COFFEEVILLE – Yalobusha supervisors adopted a $7,701,309 budget for the coming fiscal year that included a slight tax decrease, but taxpayers will see an overall higher tax rate after both school districts in the county requested more money.
    Supervisors noted that much of the budget increase coming from the schools was requested to fund state mandated teachers’ pay raises.
    The county’s millage rate decreased just over a third of a mill after the levy for the courthouse renovation bond fund had a surplus. In the Water Valley School District, the overall levies requested by the school were a 1.74 mill increase. In Coffeeville, the overall levies requested by the district were a 2.41 mills increase.
    “Are most of these increases from teachers’ pay raises mandated by the state,” Board President Tommy Vaughn asked as the county’s tax levy was adopted.
    “As I understand it, yes,” Chancery Clerk Amy McMinn answered.
    McMinn also noted that anytime the assessed value of the county increases, generating more money for the schools, the state lowers their funding level respectively.
    “It places more of a burden on the local tax base,” she explained.                Only county officials were in attendance for the advertised public hearing on the budget held Monday that preceded the adoption of the budget for the fiscal year that gets underway in October. The budget increased almost $100,000 over the current fiscal year and included a $50 monthly pay raise for all non-elected county employees. The budget also included a state-mandated pay increase for a number of elected officials.
    “I appreciate all of the board’s effort on keeping from raising taxes again in the county. It’s an effort by all five of us, with the help of Tony (Green) and everybody else,” Vaughn said Monday.
    Green is employed by North Central Planning and Development and is the number cruncher who helps the county prepare the budget each year. As in past years, Green noted that the county had a healthy bottom line.

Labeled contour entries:

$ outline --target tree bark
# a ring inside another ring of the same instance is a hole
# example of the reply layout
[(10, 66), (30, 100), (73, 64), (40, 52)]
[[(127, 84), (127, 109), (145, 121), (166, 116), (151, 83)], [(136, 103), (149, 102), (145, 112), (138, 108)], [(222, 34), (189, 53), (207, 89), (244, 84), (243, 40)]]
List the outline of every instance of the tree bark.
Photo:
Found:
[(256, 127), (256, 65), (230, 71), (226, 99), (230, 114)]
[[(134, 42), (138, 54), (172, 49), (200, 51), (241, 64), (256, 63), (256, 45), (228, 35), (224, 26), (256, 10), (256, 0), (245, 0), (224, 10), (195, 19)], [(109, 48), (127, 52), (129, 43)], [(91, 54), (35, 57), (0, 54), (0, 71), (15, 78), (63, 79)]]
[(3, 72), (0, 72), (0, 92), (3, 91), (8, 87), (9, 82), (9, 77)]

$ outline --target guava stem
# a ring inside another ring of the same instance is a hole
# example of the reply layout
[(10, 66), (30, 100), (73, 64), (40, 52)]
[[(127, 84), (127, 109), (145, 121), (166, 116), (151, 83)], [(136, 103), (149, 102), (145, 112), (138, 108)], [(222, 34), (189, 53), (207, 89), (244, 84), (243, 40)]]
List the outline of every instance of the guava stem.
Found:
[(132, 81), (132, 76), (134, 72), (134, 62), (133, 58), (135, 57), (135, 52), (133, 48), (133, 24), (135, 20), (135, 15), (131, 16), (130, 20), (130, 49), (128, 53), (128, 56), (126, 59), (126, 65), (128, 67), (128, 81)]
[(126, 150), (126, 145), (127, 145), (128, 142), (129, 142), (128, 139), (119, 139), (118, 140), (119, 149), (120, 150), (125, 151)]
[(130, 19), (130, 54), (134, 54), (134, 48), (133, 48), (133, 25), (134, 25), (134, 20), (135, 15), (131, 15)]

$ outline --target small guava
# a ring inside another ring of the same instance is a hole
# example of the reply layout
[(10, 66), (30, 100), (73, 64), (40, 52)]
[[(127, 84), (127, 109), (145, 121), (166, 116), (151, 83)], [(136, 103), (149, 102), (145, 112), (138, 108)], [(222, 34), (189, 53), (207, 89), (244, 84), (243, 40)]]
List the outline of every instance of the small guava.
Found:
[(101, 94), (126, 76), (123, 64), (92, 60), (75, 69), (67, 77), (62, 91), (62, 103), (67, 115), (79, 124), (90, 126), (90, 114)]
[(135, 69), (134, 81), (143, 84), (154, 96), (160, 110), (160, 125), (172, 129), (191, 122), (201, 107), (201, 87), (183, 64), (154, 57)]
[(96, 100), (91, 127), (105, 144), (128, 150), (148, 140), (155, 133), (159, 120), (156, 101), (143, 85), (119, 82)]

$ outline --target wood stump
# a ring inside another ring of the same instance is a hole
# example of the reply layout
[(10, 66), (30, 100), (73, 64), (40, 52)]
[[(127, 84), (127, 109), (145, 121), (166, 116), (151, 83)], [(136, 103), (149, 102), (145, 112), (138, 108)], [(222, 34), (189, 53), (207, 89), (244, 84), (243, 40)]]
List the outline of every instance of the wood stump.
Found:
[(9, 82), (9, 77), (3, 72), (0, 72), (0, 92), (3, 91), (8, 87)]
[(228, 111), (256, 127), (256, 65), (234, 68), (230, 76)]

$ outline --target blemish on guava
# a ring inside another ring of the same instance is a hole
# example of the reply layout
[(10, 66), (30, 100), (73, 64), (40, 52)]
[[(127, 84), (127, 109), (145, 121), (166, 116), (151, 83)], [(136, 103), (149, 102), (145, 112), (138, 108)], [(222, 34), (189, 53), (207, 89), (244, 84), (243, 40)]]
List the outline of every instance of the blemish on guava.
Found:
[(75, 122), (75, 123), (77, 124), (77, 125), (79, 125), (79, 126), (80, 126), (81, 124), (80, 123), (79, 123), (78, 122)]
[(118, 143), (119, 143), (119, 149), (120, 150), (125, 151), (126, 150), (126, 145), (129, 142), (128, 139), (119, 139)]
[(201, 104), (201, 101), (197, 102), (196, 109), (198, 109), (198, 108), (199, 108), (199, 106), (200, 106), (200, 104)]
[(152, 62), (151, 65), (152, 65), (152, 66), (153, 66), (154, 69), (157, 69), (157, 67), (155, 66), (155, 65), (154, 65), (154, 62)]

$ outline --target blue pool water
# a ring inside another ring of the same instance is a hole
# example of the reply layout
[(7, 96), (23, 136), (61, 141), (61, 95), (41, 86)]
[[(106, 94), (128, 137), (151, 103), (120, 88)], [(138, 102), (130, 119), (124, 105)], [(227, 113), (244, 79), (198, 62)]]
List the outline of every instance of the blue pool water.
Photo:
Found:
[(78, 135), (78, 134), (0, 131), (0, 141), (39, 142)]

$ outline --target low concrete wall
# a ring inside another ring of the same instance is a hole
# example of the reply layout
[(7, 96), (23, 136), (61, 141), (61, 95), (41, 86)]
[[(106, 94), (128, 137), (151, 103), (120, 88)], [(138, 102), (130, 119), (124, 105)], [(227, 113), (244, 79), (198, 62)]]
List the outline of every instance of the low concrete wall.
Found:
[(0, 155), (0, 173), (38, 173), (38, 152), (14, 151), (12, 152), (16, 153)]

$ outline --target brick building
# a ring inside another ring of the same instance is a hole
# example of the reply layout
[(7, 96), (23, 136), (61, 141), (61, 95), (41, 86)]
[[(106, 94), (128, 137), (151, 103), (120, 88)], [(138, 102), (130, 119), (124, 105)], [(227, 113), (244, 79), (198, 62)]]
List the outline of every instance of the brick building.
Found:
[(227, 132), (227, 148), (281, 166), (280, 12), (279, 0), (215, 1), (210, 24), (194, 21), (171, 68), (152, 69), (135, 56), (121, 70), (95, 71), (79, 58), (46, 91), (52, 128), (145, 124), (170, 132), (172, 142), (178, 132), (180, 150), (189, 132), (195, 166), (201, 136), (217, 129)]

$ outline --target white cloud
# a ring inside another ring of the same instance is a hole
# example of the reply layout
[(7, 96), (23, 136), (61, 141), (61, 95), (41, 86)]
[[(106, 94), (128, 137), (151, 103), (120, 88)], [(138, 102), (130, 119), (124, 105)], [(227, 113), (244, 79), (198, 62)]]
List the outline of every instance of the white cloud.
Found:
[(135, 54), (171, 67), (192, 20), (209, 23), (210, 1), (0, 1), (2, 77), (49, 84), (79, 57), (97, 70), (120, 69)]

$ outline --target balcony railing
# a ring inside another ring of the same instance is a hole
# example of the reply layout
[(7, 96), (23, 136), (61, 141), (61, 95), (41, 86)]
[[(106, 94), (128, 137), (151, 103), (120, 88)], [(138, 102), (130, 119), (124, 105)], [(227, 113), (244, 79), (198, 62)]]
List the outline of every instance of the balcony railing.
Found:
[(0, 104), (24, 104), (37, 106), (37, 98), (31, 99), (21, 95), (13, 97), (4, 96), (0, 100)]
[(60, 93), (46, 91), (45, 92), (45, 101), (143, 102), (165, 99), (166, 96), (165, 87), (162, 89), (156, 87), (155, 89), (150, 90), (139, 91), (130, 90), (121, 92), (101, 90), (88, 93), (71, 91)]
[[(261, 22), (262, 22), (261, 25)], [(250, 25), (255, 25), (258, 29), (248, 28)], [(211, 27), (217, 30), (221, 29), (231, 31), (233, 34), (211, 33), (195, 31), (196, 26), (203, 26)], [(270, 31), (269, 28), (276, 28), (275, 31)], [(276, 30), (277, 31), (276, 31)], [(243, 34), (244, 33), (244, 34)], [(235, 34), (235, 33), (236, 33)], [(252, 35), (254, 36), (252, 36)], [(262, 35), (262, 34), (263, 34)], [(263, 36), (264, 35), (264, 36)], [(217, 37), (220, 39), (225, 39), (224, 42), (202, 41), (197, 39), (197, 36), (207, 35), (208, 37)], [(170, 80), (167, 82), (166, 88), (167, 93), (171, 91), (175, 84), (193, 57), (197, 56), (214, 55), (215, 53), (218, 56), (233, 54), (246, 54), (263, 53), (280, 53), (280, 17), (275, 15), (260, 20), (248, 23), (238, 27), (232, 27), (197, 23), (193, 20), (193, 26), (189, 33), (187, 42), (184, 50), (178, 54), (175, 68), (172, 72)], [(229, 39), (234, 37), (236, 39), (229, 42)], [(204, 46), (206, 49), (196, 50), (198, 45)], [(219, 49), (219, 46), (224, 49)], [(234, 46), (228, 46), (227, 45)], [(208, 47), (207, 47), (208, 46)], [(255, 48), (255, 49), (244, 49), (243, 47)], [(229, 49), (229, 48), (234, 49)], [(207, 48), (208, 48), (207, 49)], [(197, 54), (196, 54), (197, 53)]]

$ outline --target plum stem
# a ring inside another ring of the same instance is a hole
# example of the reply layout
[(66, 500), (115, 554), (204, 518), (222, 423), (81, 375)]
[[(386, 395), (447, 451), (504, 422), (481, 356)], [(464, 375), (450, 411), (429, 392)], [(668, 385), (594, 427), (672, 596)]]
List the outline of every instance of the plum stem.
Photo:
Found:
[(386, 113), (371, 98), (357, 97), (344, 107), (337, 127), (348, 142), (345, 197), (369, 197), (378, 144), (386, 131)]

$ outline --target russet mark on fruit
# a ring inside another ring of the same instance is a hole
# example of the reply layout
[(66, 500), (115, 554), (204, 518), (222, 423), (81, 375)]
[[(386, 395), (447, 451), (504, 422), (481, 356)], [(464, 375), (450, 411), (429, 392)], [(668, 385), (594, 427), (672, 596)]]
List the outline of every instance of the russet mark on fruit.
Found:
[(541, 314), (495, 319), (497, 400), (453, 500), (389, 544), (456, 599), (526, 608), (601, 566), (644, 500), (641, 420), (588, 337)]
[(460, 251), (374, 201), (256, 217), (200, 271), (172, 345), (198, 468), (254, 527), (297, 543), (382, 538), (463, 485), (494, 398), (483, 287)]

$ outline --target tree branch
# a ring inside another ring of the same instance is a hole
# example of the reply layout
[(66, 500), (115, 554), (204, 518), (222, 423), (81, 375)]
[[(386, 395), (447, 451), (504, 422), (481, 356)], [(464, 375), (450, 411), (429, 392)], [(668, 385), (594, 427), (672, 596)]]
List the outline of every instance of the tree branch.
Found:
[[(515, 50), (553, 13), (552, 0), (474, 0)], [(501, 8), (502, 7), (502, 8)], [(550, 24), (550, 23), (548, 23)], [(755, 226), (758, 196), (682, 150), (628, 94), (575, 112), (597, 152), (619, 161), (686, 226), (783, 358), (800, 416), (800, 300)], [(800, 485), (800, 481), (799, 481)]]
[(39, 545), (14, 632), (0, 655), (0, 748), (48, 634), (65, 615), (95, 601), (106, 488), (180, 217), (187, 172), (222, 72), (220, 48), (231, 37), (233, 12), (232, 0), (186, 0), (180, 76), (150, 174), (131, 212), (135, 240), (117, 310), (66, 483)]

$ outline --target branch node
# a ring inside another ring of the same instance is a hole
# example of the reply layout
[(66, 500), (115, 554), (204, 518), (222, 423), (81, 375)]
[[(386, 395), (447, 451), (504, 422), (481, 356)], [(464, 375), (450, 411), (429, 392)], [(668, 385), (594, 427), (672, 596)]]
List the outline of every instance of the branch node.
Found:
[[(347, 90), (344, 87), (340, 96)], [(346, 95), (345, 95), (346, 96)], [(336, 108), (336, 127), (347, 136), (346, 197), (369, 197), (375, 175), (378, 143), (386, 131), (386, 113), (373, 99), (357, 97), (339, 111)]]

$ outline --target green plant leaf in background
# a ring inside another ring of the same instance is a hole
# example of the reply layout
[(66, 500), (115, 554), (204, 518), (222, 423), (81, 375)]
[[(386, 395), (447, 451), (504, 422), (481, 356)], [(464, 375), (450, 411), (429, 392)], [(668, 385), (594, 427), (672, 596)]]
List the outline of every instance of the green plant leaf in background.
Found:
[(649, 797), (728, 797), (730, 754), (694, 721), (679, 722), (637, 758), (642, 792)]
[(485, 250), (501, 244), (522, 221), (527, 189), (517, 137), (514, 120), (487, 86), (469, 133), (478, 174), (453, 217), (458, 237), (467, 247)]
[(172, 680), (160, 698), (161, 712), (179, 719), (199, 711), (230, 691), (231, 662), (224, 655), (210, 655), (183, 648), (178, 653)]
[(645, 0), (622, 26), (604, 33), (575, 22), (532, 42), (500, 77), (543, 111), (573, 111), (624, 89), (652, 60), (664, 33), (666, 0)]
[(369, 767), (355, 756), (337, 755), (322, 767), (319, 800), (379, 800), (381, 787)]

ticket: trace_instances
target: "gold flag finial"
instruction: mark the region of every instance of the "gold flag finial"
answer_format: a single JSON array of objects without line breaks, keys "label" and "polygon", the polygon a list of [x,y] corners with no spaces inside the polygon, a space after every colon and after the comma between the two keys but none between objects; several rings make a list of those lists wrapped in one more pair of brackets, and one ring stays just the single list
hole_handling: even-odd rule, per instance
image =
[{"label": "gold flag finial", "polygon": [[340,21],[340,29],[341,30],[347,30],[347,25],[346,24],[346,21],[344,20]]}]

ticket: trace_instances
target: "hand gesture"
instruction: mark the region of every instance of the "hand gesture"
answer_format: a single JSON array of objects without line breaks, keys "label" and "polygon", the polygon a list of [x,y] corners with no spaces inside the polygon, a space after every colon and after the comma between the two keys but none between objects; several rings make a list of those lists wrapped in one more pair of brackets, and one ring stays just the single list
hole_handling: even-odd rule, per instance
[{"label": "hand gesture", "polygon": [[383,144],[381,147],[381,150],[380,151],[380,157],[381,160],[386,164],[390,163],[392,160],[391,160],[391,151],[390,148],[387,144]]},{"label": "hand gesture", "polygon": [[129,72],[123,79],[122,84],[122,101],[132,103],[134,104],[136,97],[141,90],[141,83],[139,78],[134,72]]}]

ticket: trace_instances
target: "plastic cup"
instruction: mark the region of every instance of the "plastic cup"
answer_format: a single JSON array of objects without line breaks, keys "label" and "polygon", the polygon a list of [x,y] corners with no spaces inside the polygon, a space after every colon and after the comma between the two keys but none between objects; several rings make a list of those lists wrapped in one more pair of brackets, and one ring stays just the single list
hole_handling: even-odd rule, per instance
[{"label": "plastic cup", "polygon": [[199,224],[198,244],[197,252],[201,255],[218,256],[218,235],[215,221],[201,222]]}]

▶ **Exercise prompt**
In the article on the Yalobusha County budget, write out the passage from "COFFEEVILLE – Yalobusha" to "2.41 mills increase.", swapping "budget" for "spending plan".

▶ **Result of the exercise**
COFFEEVILLE – Yalobusha supervisors adopted a $7,701,309 spending plan for the coming fiscal year that included a slight tax decrease, but taxpayers will see an overall higher tax rate after both school districts in the county requested more money.
    Supervisors noted that much of the spending plan increase coming from the schools was requested to fund state mandated teachers’ pay raises.
    The county’s millage rate decreased just over a third of a mill after the levy for the courthouse renovation bond fund had a surplus. In the Water Valley School District, the overall levies requested by the school were a 1.74 mill increase. In Coffeeville, the overall levies requested by the district were a 2.41 mills increase.